*What to do*. Only the pictures are left out: repeat the rest of the entries exactly.

*Entries*.
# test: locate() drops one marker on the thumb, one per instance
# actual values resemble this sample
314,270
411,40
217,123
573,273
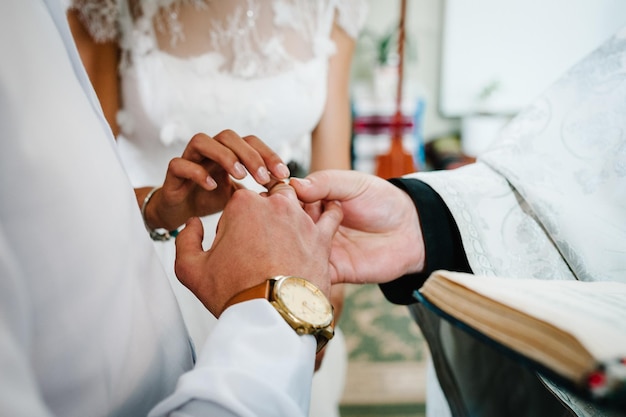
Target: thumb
330,220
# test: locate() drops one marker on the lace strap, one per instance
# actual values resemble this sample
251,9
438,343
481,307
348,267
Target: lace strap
100,17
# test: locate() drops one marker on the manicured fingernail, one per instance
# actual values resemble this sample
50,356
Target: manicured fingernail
304,181
263,175
211,182
240,170
282,171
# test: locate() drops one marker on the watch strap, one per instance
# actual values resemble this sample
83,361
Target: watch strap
262,290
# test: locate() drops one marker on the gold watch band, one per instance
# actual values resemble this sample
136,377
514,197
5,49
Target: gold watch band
264,291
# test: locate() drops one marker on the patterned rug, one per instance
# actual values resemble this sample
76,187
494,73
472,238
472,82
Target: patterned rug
386,353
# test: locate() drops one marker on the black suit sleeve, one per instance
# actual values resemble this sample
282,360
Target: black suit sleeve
442,241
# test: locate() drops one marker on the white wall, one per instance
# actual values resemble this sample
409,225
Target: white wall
423,26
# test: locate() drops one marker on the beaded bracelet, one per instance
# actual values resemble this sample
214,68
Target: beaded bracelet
155,234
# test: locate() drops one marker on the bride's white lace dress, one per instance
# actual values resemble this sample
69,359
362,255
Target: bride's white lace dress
189,66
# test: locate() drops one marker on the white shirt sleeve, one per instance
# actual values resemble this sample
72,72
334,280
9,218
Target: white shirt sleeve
252,364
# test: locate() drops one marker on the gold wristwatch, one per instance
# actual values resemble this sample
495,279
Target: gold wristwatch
299,302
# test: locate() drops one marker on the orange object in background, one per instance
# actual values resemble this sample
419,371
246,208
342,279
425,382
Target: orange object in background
397,161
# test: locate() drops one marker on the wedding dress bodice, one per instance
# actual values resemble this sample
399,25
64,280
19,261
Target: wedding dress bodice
189,66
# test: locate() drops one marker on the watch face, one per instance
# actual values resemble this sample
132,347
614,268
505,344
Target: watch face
304,301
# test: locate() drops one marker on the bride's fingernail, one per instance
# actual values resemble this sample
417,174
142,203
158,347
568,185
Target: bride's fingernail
282,171
211,182
263,175
240,170
304,181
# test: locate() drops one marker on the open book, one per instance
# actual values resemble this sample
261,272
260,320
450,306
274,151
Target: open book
572,332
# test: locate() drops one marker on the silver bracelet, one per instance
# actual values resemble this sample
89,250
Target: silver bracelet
155,234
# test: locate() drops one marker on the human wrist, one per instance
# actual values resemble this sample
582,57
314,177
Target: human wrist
151,219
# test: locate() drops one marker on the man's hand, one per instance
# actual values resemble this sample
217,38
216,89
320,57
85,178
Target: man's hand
380,237
199,182
258,237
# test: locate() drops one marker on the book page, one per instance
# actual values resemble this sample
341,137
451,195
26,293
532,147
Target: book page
594,312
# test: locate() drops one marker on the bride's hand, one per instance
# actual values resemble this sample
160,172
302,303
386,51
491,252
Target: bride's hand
198,183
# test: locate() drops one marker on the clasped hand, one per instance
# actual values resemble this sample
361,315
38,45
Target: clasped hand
332,227
199,182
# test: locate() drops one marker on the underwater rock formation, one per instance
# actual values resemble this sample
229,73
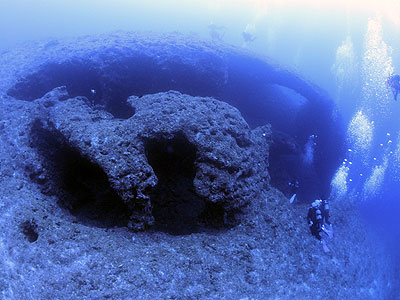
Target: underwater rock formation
65,202
179,159
107,69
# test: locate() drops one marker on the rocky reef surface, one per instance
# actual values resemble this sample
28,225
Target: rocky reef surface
177,159
78,181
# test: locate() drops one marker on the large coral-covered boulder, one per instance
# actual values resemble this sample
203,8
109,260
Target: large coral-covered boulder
179,162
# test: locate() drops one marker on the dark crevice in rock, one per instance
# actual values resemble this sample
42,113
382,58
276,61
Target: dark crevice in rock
82,187
177,209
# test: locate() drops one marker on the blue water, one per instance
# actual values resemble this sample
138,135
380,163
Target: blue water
347,50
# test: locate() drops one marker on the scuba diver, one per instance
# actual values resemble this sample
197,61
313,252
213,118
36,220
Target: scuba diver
309,148
393,82
294,186
318,221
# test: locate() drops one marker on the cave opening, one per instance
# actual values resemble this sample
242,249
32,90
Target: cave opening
177,209
81,186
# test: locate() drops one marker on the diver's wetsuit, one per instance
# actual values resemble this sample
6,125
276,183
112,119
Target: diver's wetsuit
314,219
394,83
317,216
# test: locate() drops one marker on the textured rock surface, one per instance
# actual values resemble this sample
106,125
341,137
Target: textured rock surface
205,154
122,64
269,255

*Written answer*.
# test: locate() drops one marker on the thumb, one per instance
# actual values resemble this sample
314,270
411,40
217,123
573,273
Target: thumb
330,220
# test: locate() drops one marker on the lace strap, one per instance
# actual values resemble this sample
251,9
438,343
481,307
348,267
Target: lace strap
100,17
# test: locate() drops one marker on the manicured fingernail, one per instance
# actual values resemble this sample
50,356
Target: manicured fingernail
304,181
263,175
211,182
240,170
282,171
# test: locate() drops one marker on the watch strap, one per instance
# actual values resemble this sample
83,361
Target: watch strap
262,290
# test: locate() drops one marker on the gold watch band, one per instance
# actual values resemble this sample
136,377
514,197
5,49
Target: gold watch band
264,291
# test: locate() drops one marker on the patterned rug, one per instance
# actual values resemble this sample
76,187
494,73
472,238
472,82
Target: patterned rug
386,353
# test: locate() drops one marker on the black suit sleeve, one per instance
# actual values resemble this sample
282,360
Target: black suit sleeve
442,241
# test: locate() drops one marker on the white wall, one per instance
# actual values resemble this sample
409,225
Target: white wall
423,26
# test: locate() drops one marker on the beaded bracelet, one per instance
# actual values resemble this sample
214,68
Target: beaded bracelet
155,234
# test: locate() drops one marker on the bride's white lace dress, one per instance
# actual values resemble this sample
69,359
362,255
Target: bride's white lace dress
189,66
# test: locate() drops one marker on the white shirt sleeve, one per instance
# actual values resemble this sample
72,72
334,280
9,218
Target: white shirt sleeve
252,364
# test: locate() drops one marker on the gold wristwatch, one per instance
# actual values resemble this sample
495,279
Target: gold wristwatch
299,302
# test: locate() drops one marker on the orange object in background, one per instance
# actual values resemble this sample
419,371
246,208
342,279
425,382
Target: orange object in background
397,161
# test: locate() drops one marker on the wedding dress bodice, one per instance
# actual values resemble this sample
399,25
64,280
19,261
Target: wedding dress bodice
189,66
# test: locate() drops one marker on the watch face, one per instance
# actual values resemble this sample
132,347
614,268
505,344
Target: watch face
304,301
# test: locate() drops one marker on the bride's fingernail, one per instance
# actual values resemble this sample
417,174
142,203
158,347
568,185
Target: bride's fingernail
282,171
211,182
263,175
240,170
304,181
# test: locate() drops one marker on the open book, one per instance
# actual values resemble this sample
261,272
260,320
450,306
274,151
Target: open book
572,332
# test: locate() drops one marker on the silver bracelet, one per instance
# actual values resemble this sample
89,250
Target: silver bracelet
155,234
# test: locate() drops one marker on the human wrist, one per instance
# actual values resemble this sample
582,57
314,177
Target: human wrist
151,219
# test: locate() drops one marker on the man's hand, one per instance
# actual values resemble this sample
217,38
216,89
320,57
85,178
Target: man's hand
380,237
199,182
258,237
# test: locate() drops one marker on the book page, one per instance
# actual values resemble this sample
341,137
451,195
26,293
532,147
Target: book page
594,312
# test: locate() drops one marker on the bride's hand, one per instance
# actual values resemble this sample
160,172
302,303
386,51
491,252
Target: bride's hand
198,183
# test: locate() drops one marker on the clasped hand, one per instance
# actual values resemble this sample
361,315
38,45
Target: clasped hand
332,227
199,182
# test: locate() drops one marker on the underwater rock formation, one per instance
# actual values resemble this sample
229,73
Target: underwater rock formation
65,202
179,159
107,69
# test: locate() drops one marker on the rocky reef surface, one per instance
# actual values resemble this sample
28,225
Target: rocky reef surface
177,159
78,181
# test: locate() drops one marker on the large coral-covered boulder, one per instance
# actual values resemble this sample
203,8
109,260
Target: large coral-covered boulder
179,162
# test: locate() drops one marker on the dark crevice in rock, one per instance
# actual values resemble this sample
42,113
382,58
276,61
Target: dark crevice in rock
82,187
177,209
# test: locate() drops one marker on the blue water, one per instance
# actual values resemble this sample
138,135
380,163
Target: blue water
347,50
# test: locate() drops one marker on the scuba diver, one per instance
# actual values resemble this sample
197,61
313,252
213,118
36,220
Target: scuba diver
309,148
393,82
294,186
318,221
# test: locate() drops one marker on the cave opening, one per instance
# actual values resemble this sample
242,249
32,90
Target: cave opening
177,209
81,186
# test: locate() drops one marker on the diver's wetsuit, one per instance
# actual values resemble this sample
6,125
276,183
112,119
Target: diver's wetsuit
314,219
394,83
317,216
# test: locate() drops one marker on the textured rock surface, one per instance
# actual values resemble this sample
106,125
341,137
Target: textured rock surface
205,154
122,64
269,255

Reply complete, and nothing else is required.